Start of Material to process
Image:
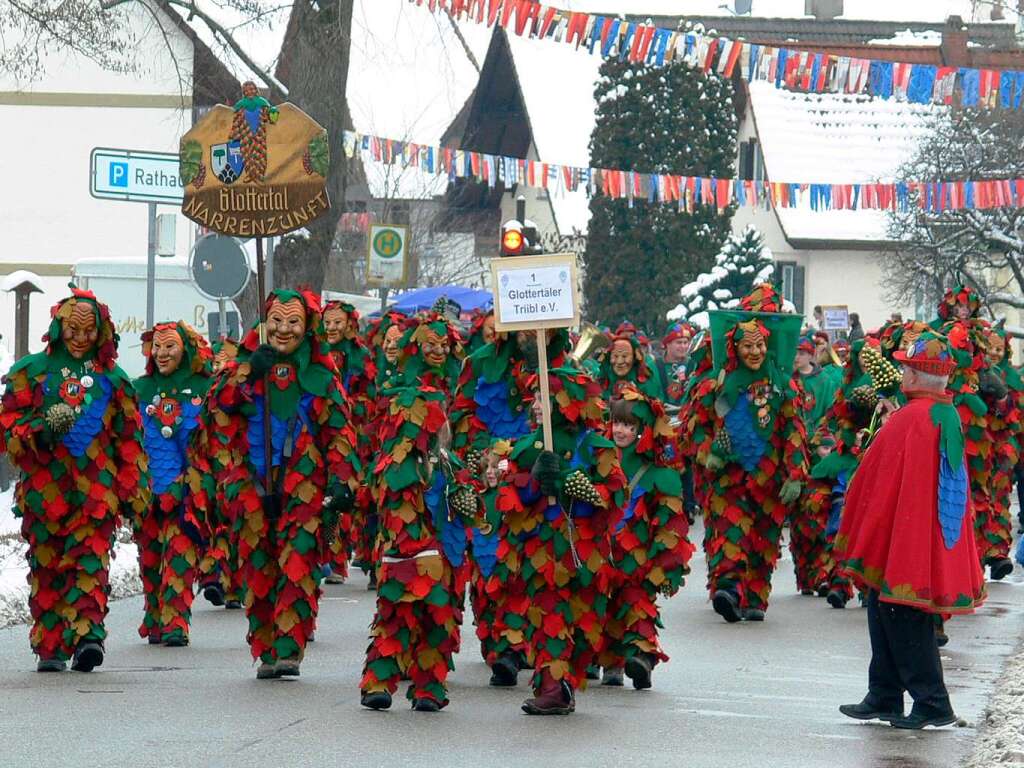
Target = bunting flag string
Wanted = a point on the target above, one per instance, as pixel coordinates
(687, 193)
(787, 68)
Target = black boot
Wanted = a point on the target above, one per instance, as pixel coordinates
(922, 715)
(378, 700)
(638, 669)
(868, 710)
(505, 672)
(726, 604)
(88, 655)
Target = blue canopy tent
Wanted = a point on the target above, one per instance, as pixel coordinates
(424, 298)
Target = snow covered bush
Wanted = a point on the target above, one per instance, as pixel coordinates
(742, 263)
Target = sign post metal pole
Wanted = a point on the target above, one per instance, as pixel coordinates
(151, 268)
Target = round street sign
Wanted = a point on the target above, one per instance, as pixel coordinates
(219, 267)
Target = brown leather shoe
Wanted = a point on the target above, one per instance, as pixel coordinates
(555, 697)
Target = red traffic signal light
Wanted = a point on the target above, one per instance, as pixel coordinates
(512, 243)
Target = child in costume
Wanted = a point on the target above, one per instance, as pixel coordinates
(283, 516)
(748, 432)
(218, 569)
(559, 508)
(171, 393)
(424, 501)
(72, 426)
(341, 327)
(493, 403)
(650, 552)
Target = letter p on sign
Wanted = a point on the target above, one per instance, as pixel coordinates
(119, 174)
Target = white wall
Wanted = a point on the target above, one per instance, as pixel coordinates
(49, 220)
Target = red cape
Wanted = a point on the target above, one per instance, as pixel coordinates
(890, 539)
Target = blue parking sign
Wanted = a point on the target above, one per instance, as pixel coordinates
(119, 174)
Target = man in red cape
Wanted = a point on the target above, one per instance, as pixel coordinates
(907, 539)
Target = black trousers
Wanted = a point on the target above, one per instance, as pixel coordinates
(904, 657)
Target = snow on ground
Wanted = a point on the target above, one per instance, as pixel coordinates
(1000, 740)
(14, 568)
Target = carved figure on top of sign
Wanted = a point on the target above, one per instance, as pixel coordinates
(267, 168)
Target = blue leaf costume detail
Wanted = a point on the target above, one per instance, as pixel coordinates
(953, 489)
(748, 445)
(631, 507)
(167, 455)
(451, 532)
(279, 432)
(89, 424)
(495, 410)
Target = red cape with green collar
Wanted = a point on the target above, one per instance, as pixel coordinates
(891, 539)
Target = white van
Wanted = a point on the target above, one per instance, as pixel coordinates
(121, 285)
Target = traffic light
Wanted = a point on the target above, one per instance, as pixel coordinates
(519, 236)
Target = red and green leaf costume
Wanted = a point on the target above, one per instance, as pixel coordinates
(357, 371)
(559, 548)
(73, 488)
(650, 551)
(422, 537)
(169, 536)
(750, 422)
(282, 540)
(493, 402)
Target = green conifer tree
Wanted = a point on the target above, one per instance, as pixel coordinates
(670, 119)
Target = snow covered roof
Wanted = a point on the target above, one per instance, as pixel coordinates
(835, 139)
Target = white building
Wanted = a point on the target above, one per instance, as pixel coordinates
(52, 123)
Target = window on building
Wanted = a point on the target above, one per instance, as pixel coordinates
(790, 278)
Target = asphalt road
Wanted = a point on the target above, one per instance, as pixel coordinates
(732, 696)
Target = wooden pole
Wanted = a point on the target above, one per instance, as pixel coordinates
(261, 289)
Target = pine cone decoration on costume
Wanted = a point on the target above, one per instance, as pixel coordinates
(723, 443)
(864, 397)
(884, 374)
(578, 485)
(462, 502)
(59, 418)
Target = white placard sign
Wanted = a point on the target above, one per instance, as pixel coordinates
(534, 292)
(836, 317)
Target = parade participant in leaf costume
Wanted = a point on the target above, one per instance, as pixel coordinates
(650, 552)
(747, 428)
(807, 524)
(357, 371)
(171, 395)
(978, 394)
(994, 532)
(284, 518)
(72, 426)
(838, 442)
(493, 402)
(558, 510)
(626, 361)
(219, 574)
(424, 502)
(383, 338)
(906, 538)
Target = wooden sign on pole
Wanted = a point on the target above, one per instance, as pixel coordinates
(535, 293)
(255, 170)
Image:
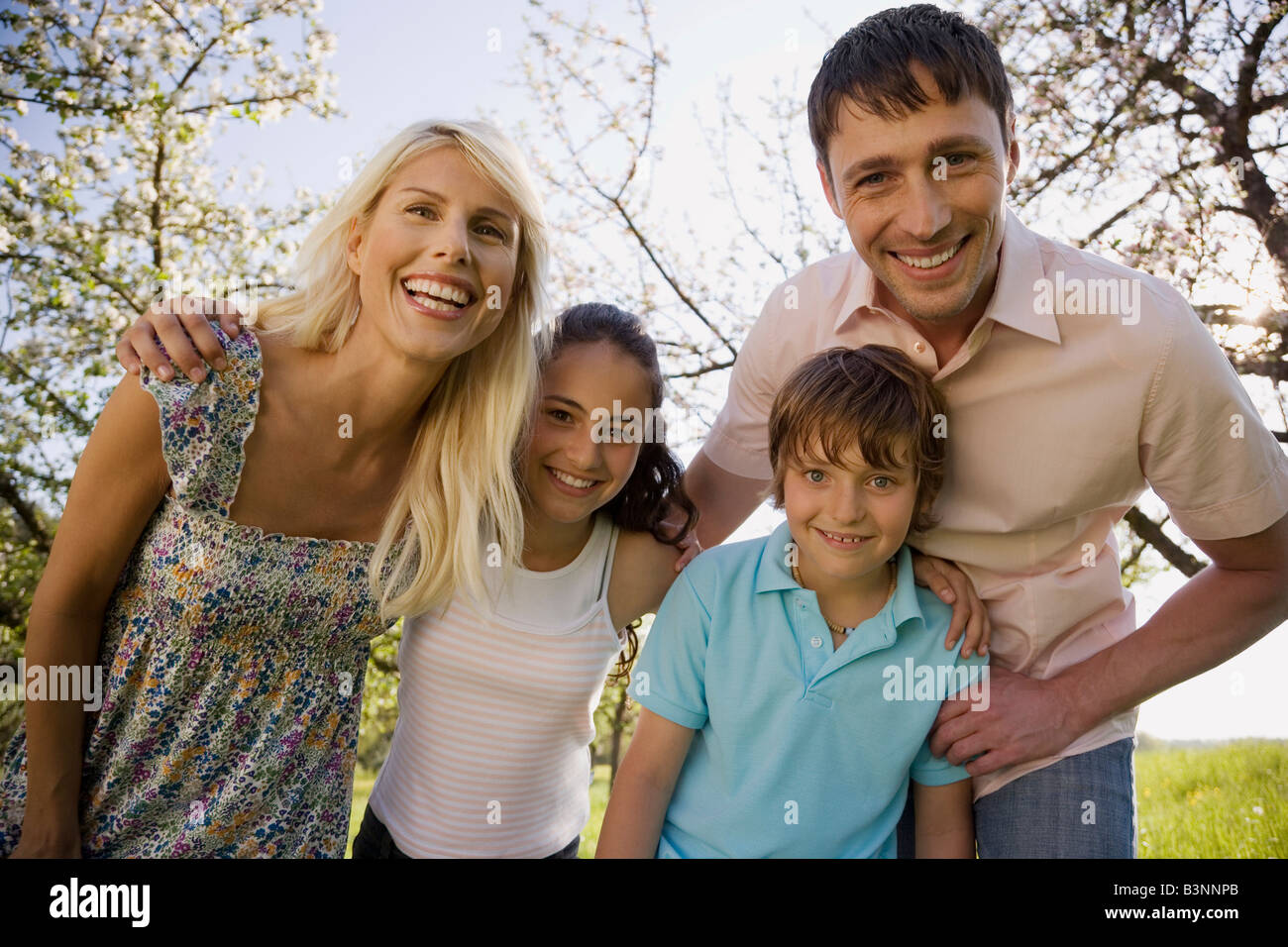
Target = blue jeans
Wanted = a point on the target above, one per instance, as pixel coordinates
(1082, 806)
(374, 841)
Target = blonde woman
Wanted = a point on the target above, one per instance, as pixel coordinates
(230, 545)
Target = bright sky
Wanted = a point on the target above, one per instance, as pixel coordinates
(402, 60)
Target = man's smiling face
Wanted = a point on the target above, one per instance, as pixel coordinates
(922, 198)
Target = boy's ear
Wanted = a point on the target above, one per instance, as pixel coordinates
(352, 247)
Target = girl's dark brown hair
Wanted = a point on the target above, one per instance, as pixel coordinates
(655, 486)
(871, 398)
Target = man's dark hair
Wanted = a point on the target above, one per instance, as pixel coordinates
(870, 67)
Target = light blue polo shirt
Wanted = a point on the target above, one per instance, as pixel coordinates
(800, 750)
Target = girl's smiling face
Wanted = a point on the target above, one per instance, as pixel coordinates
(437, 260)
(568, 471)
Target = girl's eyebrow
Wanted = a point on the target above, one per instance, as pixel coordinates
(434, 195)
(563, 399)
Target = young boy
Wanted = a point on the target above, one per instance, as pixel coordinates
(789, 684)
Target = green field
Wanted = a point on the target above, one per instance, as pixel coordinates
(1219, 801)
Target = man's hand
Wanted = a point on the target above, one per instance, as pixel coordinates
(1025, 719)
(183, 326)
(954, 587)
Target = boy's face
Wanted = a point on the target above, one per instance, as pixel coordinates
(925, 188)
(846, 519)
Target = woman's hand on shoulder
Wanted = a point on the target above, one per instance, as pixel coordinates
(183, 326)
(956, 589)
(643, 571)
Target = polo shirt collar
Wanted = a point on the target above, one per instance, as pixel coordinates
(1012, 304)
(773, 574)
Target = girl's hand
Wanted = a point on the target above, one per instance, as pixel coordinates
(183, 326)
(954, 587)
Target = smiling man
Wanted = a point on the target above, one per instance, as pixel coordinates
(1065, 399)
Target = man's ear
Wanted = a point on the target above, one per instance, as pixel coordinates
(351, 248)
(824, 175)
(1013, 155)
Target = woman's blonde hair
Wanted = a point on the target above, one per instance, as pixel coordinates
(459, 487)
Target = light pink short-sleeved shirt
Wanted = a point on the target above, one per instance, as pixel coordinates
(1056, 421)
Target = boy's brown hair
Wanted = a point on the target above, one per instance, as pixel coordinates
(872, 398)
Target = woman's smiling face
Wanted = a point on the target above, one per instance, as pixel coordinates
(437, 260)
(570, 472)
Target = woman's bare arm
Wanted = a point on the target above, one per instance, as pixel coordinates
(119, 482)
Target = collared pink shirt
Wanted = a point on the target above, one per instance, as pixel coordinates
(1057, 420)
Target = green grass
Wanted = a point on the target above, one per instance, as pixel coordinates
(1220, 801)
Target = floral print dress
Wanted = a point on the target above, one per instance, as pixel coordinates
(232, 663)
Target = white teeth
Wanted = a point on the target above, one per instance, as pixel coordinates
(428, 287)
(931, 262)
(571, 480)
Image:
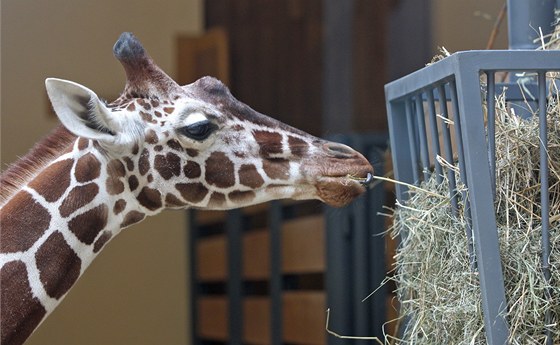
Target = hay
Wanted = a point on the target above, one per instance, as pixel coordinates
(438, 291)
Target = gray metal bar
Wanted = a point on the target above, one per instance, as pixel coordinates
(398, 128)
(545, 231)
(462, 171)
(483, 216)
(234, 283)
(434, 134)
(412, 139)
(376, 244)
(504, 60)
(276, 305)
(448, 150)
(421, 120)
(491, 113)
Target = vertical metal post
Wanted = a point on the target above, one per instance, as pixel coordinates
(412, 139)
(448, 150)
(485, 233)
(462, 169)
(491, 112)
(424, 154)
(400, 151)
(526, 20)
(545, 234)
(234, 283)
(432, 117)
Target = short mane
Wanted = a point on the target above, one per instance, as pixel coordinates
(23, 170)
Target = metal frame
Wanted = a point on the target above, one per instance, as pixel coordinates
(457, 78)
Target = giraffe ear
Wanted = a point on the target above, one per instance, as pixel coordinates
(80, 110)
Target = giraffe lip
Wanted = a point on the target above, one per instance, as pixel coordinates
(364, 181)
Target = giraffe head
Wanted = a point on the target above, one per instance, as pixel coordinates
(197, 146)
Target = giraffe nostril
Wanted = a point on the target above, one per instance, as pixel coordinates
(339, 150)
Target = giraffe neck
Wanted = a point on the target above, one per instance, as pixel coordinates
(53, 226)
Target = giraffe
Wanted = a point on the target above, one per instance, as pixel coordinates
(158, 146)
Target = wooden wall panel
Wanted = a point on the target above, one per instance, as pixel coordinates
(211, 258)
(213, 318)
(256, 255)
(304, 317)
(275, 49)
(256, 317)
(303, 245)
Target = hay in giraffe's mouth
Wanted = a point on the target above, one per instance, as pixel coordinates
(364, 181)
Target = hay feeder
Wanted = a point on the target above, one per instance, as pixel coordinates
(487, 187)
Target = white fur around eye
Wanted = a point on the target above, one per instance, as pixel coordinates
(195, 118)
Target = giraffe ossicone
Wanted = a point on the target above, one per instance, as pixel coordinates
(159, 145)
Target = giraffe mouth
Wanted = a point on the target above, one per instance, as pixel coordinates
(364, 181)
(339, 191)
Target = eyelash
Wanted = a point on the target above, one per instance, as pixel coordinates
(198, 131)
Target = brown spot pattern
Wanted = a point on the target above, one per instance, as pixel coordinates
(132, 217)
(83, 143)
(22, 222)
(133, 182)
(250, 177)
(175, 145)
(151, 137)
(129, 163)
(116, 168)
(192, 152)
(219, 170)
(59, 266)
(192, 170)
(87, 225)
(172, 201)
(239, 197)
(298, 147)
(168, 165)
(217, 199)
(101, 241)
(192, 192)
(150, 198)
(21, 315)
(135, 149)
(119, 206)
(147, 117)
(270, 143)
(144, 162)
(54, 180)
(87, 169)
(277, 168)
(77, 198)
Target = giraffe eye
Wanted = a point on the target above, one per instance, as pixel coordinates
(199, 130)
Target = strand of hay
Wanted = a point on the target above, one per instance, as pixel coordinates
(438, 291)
End of Material to process
Reproduce the data above exactly, but only the lines from the one showing "Target = green grass" through the one showing "Target = vertical metal post", with both ends kept and the pictures left out.

#### Finished exercise
Target = green grass
Wanted = a point on the target above, one per instance, as pixel coordinates
(1220, 801)
Target = floral print dress
Wanted = a point on the target above, one per instance, as pixel coordinates
(232, 663)
Target = white teeth
Wanted = a point on the target above, one per instance, as pixel coordinates
(428, 287)
(931, 262)
(571, 480)
Image:
Target = hay
Wanted = a point on the target above, one per instance, as pixel coordinates
(438, 291)
Target = gray metal bar
Wanted = a point on the target above, one per instance, as pixel coordinates
(398, 128)
(545, 231)
(462, 171)
(483, 216)
(234, 283)
(434, 134)
(412, 139)
(376, 244)
(504, 60)
(276, 305)
(448, 150)
(421, 120)
(491, 113)
Target = vertical metal post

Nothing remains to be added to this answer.